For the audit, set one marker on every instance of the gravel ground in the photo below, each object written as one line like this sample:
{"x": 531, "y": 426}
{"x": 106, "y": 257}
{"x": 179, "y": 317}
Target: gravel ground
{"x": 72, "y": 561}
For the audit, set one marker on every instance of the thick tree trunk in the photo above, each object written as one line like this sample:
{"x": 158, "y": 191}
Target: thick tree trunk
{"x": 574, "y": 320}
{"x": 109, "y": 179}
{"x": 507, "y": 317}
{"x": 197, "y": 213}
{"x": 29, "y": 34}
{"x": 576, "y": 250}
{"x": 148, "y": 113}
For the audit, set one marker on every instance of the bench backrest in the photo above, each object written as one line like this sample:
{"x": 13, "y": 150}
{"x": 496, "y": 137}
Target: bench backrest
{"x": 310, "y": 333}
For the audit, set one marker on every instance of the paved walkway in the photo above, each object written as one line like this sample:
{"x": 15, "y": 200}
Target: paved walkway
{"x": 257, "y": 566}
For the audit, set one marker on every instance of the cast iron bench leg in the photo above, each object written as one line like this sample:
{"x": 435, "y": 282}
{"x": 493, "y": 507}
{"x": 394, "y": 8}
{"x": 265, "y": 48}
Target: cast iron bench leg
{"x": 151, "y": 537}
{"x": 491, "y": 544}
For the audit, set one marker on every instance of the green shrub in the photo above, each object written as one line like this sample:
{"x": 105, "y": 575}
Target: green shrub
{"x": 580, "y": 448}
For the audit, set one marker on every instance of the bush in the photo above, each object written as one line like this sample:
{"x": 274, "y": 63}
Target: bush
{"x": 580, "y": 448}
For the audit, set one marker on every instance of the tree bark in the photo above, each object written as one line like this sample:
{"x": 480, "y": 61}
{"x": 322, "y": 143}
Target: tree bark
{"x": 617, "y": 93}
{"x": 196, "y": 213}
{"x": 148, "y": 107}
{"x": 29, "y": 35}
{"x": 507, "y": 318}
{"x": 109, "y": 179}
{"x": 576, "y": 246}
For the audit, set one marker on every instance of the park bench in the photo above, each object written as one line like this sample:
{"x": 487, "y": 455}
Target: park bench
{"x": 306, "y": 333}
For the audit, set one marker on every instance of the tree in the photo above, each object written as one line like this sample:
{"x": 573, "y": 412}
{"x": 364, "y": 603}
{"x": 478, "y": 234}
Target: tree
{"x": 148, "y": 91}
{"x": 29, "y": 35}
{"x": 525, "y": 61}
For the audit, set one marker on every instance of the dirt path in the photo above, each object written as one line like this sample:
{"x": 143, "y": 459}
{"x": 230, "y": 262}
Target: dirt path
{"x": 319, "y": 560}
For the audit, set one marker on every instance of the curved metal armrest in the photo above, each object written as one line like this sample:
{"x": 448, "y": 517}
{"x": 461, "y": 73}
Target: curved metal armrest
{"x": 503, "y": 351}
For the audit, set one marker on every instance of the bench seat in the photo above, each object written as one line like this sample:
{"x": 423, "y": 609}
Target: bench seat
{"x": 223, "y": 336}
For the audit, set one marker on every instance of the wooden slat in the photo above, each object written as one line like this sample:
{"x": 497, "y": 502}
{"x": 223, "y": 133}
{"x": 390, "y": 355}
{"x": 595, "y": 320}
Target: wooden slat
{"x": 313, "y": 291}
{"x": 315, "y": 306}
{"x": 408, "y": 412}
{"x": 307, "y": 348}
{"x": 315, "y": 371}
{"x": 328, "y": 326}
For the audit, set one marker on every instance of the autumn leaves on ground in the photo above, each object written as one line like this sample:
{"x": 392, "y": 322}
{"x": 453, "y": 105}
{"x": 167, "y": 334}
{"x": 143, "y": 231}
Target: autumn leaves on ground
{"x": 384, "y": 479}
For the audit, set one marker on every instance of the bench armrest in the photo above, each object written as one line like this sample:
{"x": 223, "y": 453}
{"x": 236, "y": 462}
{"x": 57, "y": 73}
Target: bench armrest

====

* **Problem description**: Set down each entry again, exactly as written.

* **Written reply**:
For the audit, set one marker on every instance of the gravel ground in the photo below, each object written as one line like this sample:
{"x": 531, "y": 426}
{"x": 106, "y": 257}
{"x": 179, "y": 317}
Target: gravel ground
{"x": 72, "y": 561}
For the audit, set one marker on every instance of the thick tree trunk in the photo above, each object written as one line like this sample:
{"x": 158, "y": 191}
Target: thick tree trunk
{"x": 574, "y": 320}
{"x": 109, "y": 179}
{"x": 507, "y": 317}
{"x": 197, "y": 213}
{"x": 29, "y": 34}
{"x": 576, "y": 250}
{"x": 148, "y": 113}
For the audit, set one marker on every instance of the bench backrest in the photo above, each object written as one line like this sample:
{"x": 13, "y": 150}
{"x": 496, "y": 137}
Target: bench backrest
{"x": 310, "y": 333}
For the audit, set one marker on every instance of the paved walkway in the photo above, each object written as one line like this sample:
{"x": 15, "y": 200}
Target: paved walkway
{"x": 257, "y": 566}
For the audit, set one marker on every instance of the cast iron bench leg in the photo above, each object written as one line like this sample:
{"x": 435, "y": 282}
{"x": 493, "y": 507}
{"x": 394, "y": 8}
{"x": 265, "y": 48}
Target: cast iron bench leg
{"x": 151, "y": 537}
{"x": 491, "y": 544}
For the audit, set one marker on every instance of the green shrub in the photo above, each object written as one line like this sample:
{"x": 105, "y": 575}
Target: green shrub
{"x": 580, "y": 448}
For the audit, set one marker on every instance of the bush in the photo above, each object written as one line like this sample:
{"x": 274, "y": 63}
Target: bush
{"x": 580, "y": 448}
For the audit, set one marker on every instance of the tree bark in the photo above, each object written as one line like this sample:
{"x": 480, "y": 61}
{"x": 322, "y": 143}
Target: tree bark
{"x": 617, "y": 93}
{"x": 196, "y": 213}
{"x": 148, "y": 107}
{"x": 29, "y": 35}
{"x": 507, "y": 318}
{"x": 109, "y": 179}
{"x": 576, "y": 246}
For the audit, set one marker on every instance of the park bench in the photo above, each object written as one line like this sample:
{"x": 487, "y": 455}
Target: park bench
{"x": 306, "y": 333}
For the audit, set one marker on every instance of the tree in the photo above, each object written as one line like this sample:
{"x": 573, "y": 412}
{"x": 364, "y": 603}
{"x": 478, "y": 234}
Target: tree
{"x": 148, "y": 91}
{"x": 29, "y": 35}
{"x": 525, "y": 61}
For the audit, set one marker on every instance of the dirt path in the photo above, each object written as one line like this sample:
{"x": 143, "y": 459}
{"x": 230, "y": 262}
Target: dirt path
{"x": 319, "y": 560}
For the audit, set one marker on every instance of the curved metal armrest in the photo above, each object written as one line like this sample:
{"x": 448, "y": 517}
{"x": 461, "y": 73}
Target: curved metal armrest
{"x": 503, "y": 351}
For the audit, set one marker on every instance of the bench seat in the photo above, each object written as one line like this sample:
{"x": 423, "y": 609}
Target: bench seat
{"x": 223, "y": 336}
For the audit, set one marker on every instance of the wooden slat in the photo above, each object written as one line like this sample:
{"x": 497, "y": 502}
{"x": 223, "y": 133}
{"x": 390, "y": 355}
{"x": 595, "y": 320}
Target: wooden slat
{"x": 313, "y": 291}
{"x": 315, "y": 306}
{"x": 408, "y": 412}
{"x": 307, "y": 348}
{"x": 315, "y": 371}
{"x": 328, "y": 326}
For the audit, set one marker on every instance of the autumn leaves on ground in the photo above, each object written as one line like this sample:
{"x": 392, "y": 322}
{"x": 453, "y": 105}
{"x": 167, "y": 334}
{"x": 143, "y": 231}
Target: autumn leaves on ground
{"x": 384, "y": 479}
For the audit, set one marker on every instance of the bench armrest in the photo above, each object written as one line like this sample:
{"x": 223, "y": 453}
{"x": 236, "y": 462}
{"x": 57, "y": 73}
Target: bench armrest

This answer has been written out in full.